━━━━━ Text under study ━━━━━
My dentist has started texting about appointment reminders and reschedules. It’s an automated system but also a person can manually jump into the conversation. I love it because it means I don’t have to talk to them on the phone.
I give the phone call or text option at my work, and I don’t believe I have a single client who prefers a phone call, which is great because, yeah same
I prefer the phone call if the place will leave a message which I find not to happen.
If it could be a voice mail message, then it would rather be a voice message (higher quality, more convenient controls). If it’s a short and concise voice message, it would rather be a text message.
Most people, given the previous analysis, prefer to not leave the voice mail and just text instead.
well if im available I prefer to talk and the voice mail is if im not. I would far prefer an email over a text message and even over a voice call if the email will be responded to but everyplace likes to use do not reply garbage.
E-mail is a much more common vector of scam and phishing attacks. That’s why there’s a high prevalence of do not reply. But most businesses would have a more official and certified webpage to interact with customers.
I mean I get plenty of scam text messages but my email has a more robust detection and filtration system. I really do not see text as a win for that scenario.
Short/concise voice messages are nice and all until they say some shit like:
“Hello, can you please call back? Thank you.”
Basically our entire healthcare system has had that for years. We can’t reschedule with SMS though. Sometimes clinics support rescheduling via the national E healthcare service, though.
I’m in the uk and rescheduled an appointment at a large hospital via text with an automated system a couple of weeks ago. It was great!
“All calls go directly to voicemail” would be my response.
━━━━━
■ **Work instructions**
**1.** In the discussion about appointment texts, which country is the commenter in who rescheduled a hospital appointment by text?
**2.** Translate this sentence from the discussion about appointment texts into Spanish: "My dentist has started texting about appointment reminders and reschedules."
**3.** Please return the part of the discussion about appointment texts that begins at the words "Short/concise voice messages" and stops after the words "It was great!", copied with no changes.
━━━━━ Supplied data ━━━━━
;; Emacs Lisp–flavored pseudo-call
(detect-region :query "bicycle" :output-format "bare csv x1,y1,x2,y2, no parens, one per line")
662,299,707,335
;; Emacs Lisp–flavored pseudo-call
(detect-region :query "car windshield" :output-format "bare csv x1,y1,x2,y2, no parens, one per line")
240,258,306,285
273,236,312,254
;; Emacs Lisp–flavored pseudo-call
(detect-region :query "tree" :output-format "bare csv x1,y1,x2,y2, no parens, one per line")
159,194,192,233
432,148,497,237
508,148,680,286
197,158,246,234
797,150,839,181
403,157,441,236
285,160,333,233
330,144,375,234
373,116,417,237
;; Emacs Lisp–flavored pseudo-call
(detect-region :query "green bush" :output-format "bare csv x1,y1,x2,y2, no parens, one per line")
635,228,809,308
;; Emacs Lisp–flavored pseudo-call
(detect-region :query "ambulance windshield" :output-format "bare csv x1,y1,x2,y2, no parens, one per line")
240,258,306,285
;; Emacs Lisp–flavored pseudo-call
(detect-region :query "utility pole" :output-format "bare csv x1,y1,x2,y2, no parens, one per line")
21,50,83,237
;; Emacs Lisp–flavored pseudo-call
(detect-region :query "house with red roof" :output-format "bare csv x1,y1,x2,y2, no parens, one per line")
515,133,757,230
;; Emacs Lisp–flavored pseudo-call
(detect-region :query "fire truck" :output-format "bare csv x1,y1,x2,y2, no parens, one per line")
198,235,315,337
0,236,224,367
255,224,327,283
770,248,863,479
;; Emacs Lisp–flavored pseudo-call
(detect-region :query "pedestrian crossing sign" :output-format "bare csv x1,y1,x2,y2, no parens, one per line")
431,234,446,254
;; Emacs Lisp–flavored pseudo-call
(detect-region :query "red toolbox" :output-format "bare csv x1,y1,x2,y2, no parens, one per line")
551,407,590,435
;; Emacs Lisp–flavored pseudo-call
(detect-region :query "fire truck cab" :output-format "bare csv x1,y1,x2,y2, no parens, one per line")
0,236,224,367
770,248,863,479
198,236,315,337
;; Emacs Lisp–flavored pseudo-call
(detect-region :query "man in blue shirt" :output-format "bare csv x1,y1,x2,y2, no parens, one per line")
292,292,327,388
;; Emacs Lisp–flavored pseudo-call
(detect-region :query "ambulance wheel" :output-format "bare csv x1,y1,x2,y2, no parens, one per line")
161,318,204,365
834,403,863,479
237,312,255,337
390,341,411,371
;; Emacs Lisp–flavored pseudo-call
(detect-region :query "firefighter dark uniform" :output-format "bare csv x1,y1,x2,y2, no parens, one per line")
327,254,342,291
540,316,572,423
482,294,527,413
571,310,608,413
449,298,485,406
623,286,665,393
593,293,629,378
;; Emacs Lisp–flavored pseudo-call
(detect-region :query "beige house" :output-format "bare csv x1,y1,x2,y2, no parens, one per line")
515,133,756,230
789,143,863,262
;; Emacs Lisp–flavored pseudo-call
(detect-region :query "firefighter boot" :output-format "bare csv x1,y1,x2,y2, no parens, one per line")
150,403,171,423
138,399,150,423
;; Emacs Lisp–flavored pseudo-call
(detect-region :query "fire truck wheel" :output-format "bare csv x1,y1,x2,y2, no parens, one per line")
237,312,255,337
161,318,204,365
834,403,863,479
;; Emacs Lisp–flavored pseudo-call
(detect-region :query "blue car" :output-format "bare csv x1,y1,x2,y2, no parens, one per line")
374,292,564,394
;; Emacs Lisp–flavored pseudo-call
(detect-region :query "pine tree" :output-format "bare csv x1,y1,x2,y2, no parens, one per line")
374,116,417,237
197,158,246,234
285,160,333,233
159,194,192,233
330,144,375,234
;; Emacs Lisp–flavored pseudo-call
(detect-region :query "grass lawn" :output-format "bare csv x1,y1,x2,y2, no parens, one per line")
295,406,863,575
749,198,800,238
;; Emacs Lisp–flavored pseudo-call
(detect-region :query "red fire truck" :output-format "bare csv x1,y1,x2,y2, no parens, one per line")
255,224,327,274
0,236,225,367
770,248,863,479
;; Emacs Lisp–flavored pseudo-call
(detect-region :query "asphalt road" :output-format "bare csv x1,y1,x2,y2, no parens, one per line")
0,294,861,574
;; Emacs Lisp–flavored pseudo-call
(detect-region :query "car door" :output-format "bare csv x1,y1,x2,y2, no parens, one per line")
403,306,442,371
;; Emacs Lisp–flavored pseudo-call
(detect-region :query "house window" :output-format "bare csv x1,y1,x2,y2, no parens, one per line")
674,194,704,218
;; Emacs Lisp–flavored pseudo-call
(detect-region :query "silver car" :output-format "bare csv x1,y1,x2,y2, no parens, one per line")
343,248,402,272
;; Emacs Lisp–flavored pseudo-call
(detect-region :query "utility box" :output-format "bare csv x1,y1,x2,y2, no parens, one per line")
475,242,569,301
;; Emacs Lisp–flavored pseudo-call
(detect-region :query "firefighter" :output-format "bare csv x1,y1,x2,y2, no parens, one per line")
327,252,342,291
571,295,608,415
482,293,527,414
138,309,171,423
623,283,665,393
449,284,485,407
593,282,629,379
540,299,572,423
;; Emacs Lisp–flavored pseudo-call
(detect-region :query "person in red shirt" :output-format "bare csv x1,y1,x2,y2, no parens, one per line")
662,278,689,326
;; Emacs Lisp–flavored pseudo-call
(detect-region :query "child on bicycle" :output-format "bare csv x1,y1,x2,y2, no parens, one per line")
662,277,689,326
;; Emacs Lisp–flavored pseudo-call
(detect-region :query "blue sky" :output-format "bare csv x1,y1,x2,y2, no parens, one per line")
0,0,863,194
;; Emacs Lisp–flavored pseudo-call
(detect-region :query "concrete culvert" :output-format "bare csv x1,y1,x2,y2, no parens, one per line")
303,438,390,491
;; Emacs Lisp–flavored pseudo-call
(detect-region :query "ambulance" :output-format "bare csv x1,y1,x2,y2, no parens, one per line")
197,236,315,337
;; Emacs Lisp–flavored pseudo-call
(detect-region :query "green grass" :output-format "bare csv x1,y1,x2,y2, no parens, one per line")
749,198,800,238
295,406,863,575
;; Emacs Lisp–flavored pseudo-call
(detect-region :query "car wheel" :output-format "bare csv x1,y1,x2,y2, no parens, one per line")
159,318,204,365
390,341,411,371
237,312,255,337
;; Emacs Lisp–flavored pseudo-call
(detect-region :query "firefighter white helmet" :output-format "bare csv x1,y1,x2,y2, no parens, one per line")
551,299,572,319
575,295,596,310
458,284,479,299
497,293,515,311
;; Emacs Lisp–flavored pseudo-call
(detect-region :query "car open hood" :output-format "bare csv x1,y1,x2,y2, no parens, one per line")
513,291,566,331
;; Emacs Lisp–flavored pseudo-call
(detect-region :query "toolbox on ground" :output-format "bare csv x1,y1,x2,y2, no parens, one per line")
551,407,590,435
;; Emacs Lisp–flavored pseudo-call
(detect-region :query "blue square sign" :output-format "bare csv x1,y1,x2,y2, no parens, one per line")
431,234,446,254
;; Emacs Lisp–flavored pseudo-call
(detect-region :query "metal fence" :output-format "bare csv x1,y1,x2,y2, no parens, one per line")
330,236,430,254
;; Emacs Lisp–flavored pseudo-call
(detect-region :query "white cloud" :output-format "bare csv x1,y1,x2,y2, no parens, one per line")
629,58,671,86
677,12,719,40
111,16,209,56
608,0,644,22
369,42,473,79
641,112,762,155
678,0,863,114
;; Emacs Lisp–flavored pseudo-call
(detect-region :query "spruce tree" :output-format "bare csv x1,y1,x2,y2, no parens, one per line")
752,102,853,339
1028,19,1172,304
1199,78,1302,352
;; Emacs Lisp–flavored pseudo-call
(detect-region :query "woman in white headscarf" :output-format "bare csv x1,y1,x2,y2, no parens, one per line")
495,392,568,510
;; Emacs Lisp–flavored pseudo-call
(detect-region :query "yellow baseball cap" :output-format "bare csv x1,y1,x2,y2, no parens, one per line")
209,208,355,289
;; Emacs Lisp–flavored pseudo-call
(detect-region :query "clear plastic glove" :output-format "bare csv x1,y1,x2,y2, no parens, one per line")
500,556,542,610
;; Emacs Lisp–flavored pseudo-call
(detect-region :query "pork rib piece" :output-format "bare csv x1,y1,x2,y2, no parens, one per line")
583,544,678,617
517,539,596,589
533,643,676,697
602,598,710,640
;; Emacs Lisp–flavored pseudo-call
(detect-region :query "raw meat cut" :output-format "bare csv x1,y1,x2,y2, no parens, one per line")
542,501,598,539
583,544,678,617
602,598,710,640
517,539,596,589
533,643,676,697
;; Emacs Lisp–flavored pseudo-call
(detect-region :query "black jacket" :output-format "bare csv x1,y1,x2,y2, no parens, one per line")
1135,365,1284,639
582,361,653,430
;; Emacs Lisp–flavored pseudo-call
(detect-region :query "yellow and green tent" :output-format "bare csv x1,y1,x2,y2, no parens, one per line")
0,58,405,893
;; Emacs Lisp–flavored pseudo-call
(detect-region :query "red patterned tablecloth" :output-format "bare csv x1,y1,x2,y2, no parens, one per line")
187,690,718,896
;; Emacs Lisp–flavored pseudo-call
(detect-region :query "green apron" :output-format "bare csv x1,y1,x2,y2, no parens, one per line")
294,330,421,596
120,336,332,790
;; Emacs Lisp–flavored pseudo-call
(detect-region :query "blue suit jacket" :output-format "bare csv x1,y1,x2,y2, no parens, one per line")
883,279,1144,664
━━━━━
■ **Answers for the exercise**
**1.** The UK.

**2.** Mi dentista ha empezado a enviar mensajes de texto sobre recordatorios de citas y cambios de cita.

**3.**
Short/concise voice messages are nice and all until they say some shit like:
“Hello, can you please call back? Thank you.”
Basically our entire healthcare system has had that for years. We can’t reschedule with SMS though. Sometimes clinics support rescheduling via the national E healthcare service, though.
I’m in the uk and rescheduled an appointment at a large hospital via text with an automated system a couple of weeks ago. It was great!